* **What you should do**
Each record below should be reproduced as it is written, with pictures left out entirely.

* **Input for this task**

..........

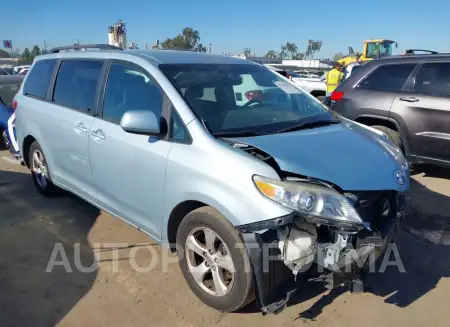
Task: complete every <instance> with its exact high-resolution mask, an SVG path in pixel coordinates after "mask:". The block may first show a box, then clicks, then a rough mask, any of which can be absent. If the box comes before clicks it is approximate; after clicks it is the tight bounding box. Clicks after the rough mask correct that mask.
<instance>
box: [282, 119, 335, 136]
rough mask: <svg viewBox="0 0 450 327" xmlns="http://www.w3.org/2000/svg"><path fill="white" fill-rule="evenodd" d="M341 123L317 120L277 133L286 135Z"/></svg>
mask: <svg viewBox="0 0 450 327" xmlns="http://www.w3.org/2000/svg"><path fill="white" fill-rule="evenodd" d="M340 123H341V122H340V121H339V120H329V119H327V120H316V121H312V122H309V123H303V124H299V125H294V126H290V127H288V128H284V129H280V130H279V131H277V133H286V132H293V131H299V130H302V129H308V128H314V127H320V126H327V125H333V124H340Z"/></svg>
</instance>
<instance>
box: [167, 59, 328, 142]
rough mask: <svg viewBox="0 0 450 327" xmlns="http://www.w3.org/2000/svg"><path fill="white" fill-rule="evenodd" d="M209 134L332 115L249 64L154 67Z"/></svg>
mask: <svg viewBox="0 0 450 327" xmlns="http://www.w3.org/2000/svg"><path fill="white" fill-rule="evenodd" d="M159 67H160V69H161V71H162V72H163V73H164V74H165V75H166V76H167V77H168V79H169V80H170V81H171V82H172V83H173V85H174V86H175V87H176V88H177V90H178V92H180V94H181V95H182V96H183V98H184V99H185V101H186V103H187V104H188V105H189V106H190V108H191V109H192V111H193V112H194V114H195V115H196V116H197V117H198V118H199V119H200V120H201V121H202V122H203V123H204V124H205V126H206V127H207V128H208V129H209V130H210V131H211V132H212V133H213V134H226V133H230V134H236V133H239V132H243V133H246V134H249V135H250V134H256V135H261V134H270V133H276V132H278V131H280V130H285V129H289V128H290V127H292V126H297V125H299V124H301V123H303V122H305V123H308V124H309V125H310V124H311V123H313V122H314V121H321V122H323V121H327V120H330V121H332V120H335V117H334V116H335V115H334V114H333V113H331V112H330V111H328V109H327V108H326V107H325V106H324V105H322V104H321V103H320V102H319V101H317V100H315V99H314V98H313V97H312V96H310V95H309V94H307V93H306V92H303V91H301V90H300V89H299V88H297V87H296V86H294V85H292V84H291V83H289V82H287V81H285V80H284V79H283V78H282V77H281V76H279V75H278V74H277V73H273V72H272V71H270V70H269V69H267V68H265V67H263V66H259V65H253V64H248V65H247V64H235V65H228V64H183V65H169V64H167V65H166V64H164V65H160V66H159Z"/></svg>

..........

* **Worked solution**
Task: complete every <instance> with its exact high-resolution mask, an SVG path in pixel coordinates after "mask:". The block may first show a box, then clicks, then a rough mask, any of which can be absent. If the box comes before clicks it is approximate; after clicks it is the tight bounding box. Clicks after the rough mask correct that mask.
<instance>
box: [282, 119, 335, 136]
rough mask: <svg viewBox="0 0 450 327" xmlns="http://www.w3.org/2000/svg"><path fill="white" fill-rule="evenodd" d="M341 123L317 120L277 133L286 135Z"/></svg>
mask: <svg viewBox="0 0 450 327" xmlns="http://www.w3.org/2000/svg"><path fill="white" fill-rule="evenodd" d="M340 123H341V122H340V121H339V120H329V119H327V120H316V121H312V122H309V123H303V124H299V125H294V126H290V127H288V128H284V129H280V130H279V131H277V133H286V132H293V131H299V130H302V129H308V128H314V127H320V126H327V125H333V124H340Z"/></svg>
</instance>
<instance>
box: [167, 59, 328, 142]
rough mask: <svg viewBox="0 0 450 327" xmlns="http://www.w3.org/2000/svg"><path fill="white" fill-rule="evenodd" d="M209 134L332 115L249 64L154 67Z"/></svg>
mask: <svg viewBox="0 0 450 327" xmlns="http://www.w3.org/2000/svg"><path fill="white" fill-rule="evenodd" d="M159 67H160V69H161V71H162V72H163V73H164V74H165V75H166V76H167V77H168V79H169V80H170V81H171V82H172V83H173V85H174V86H175V87H176V88H177V90H178V92H180V94H181V95H182V96H183V98H184V99H185V101H186V103H187V104H188V105H189V106H190V108H191V109H192V111H193V112H194V114H195V115H196V116H197V117H198V118H199V119H200V120H201V121H202V122H203V123H204V124H205V126H206V127H207V128H208V129H209V130H210V131H211V132H212V133H213V134H226V133H230V134H236V133H239V132H243V133H246V134H249V135H250V134H256V135H261V134H270V133H276V132H278V131H280V130H285V129H289V128H290V127H292V126H297V125H299V124H301V123H303V122H305V123H308V124H309V125H310V124H311V123H313V122H314V121H321V122H323V121H327V120H330V121H332V120H335V117H334V116H335V115H334V114H333V113H331V112H330V111H328V109H327V108H326V107H325V106H324V105H322V104H321V103H320V102H319V101H317V100H315V99H314V98H313V97H312V96H310V95H309V94H307V93H306V92H303V91H301V90H300V89H299V88H297V87H296V86H294V85H292V84H291V83H289V82H287V81H285V80H284V79H283V78H282V77H281V76H279V75H278V74H277V73H273V72H272V71H270V70H269V69H267V68H265V67H263V66H259V65H253V64H248V65H247V64H235V65H228V64H183V65H169V64H167V65H166V64H164V65H160V66H159Z"/></svg>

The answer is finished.